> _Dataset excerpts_
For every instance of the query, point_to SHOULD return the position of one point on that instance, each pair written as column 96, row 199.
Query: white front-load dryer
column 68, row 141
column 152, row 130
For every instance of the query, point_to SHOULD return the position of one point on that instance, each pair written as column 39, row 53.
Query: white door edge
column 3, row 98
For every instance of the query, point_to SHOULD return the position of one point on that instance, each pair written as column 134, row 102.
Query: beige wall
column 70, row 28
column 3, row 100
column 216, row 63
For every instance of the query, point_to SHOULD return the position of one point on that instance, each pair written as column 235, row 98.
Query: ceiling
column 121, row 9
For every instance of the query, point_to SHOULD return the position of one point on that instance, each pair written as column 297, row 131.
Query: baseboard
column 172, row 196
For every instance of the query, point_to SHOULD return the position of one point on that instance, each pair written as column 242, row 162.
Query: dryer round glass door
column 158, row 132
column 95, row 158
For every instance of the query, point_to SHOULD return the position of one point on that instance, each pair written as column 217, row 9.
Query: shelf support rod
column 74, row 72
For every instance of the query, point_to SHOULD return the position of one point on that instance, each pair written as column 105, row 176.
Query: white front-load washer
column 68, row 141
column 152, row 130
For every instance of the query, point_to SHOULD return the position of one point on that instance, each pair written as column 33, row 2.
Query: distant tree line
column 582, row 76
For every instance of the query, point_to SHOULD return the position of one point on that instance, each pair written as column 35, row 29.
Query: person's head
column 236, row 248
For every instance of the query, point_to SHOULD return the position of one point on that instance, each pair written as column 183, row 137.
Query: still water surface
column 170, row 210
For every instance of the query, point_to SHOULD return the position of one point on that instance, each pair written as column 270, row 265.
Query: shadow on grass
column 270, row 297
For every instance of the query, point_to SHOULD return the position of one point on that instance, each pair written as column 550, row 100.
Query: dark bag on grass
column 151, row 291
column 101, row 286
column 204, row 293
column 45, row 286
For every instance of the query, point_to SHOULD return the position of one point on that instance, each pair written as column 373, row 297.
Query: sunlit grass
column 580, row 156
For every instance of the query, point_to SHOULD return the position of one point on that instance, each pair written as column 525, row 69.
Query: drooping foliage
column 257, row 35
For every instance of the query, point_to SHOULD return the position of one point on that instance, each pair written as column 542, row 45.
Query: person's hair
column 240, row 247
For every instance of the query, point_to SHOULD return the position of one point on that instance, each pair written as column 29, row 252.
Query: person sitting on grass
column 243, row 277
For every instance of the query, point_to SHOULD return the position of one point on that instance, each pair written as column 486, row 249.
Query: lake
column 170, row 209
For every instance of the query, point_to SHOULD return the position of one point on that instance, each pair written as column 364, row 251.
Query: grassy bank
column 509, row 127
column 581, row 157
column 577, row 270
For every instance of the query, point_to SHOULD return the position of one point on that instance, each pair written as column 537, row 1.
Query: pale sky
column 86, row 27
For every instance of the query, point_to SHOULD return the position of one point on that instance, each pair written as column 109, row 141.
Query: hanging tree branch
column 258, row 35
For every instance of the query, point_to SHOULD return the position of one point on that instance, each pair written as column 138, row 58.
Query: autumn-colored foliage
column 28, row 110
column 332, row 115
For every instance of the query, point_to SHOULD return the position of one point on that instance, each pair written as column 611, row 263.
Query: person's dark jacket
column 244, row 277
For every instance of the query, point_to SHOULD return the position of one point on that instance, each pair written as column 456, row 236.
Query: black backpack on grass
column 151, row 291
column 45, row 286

> _Requirement_
Extract each entry in full, exactly as given.

> _Task output_
For every instance of the query, point_to SHOULD return the position of one point on that instance, each pair written as column 96, row 199.
Query: white front-load dryer
column 68, row 141
column 152, row 130
For every instance of the query, point_to SHOULD return the position of one point on that instance, each pair written as column 39, row 53.
Query: white door edge
column 3, row 98
For every instance of the query, point_to SHOULD return the position of one point on that instance, each pair written as column 134, row 102.
Query: beige wall
column 70, row 28
column 3, row 100
column 216, row 63
For every instance of the query, point_to SHOULD return the position of one point on that instance, each pair written as column 235, row 98.
Query: ceiling
column 121, row 9
For every instance of the query, point_to SHOULD return the position of one point on that instance, each pair written as column 297, row 131.
Query: baseboard
column 172, row 196
For every instance of the query, point_to SHOULD return the position of one point on that instance, each pair written as column 242, row 162.
Query: dryer round glass door
column 158, row 132
column 95, row 158
For every instance of the query, point_to SHOULD return the position of one point on that instance, each pair written as column 217, row 9.
Query: shelf support rod
column 74, row 72
For every instance of the query, point_to SHOULD return the position of one point on that instance, each pair written as column 105, row 176.
Query: white front-load washer
column 68, row 141
column 152, row 130
For every instance of the query, point_to SHOULD return the position of one point on that instance, each pair written as column 33, row 2.
Query: distant tree line
column 582, row 76
For every instance of the query, point_to SHOULD return the position of one point on that instance, each pair written as column 35, row 29.
Query: person's head
column 236, row 248
For every instance of the query, point_to SHOULD return the position of one point on that instance, each pair written as column 183, row 137.
Query: still water surface
column 170, row 210
For every instance of the query, point_to SHOULD return the position of one point on that instance, each pair written as column 270, row 265.
Query: shadow on grass
column 270, row 297
For every instance of the query, point_to SHOULD return the position of one point on that instance, each pair written as column 550, row 100.
Query: dark bag on grass
column 151, row 291
column 101, row 286
column 204, row 293
column 45, row 286
For every instance of the query, point_to SHOULD return the position of one point on that instance, each pair written as column 373, row 297.
Query: sunlit grass
column 580, row 156
For every instance of the query, point_to SHOULD return the position of one point on that instance, each pair written as column 525, row 69.
Query: drooping foliage
column 257, row 35
For every instance of the query, point_to SHOULD return the position of one point on that instance, each pair written as column 542, row 45.
Query: person's hair
column 240, row 247
For every instance of the query, point_to SHOULD return the position of one point on that instance, each pair written as column 29, row 252.
Query: person sitting on grass
column 243, row 277
For every instance of the query, point_to SHOULD return the position of one point on that instance, each pair written as column 486, row 249.
Query: lake
column 170, row 209
For every instance of the query, point_to SHOULD return the position of one point on that instance, each pair written as column 364, row 251.
Query: grassy bank
column 509, row 127
column 581, row 157
column 577, row 270
For every instance of the query, point_to SHOULD return the position of one point on that instance, each pair written as column 537, row 1.
Query: pale sky
column 86, row 27
For every instance of the query, point_to SHOULD return the position of one point on that instance, each pair written as column 109, row 141.
Query: hanging tree branch
column 258, row 35
For every instance of the query, point_to SHOULD return the position of one point on that instance, each pair written as column 138, row 58.
Query: autumn-colored foliage
column 28, row 110
column 332, row 115
For every instance of the query, point_to SHOULD return the position of one point on that instance, each pair written as column 611, row 263.
Query: person's dark jacket
column 244, row 277
For every instance of the query, point_to SHOULD return the position of one point on that instance, each pair written as column 456, row 236.
Query: black backpack on grass
column 151, row 291
column 45, row 286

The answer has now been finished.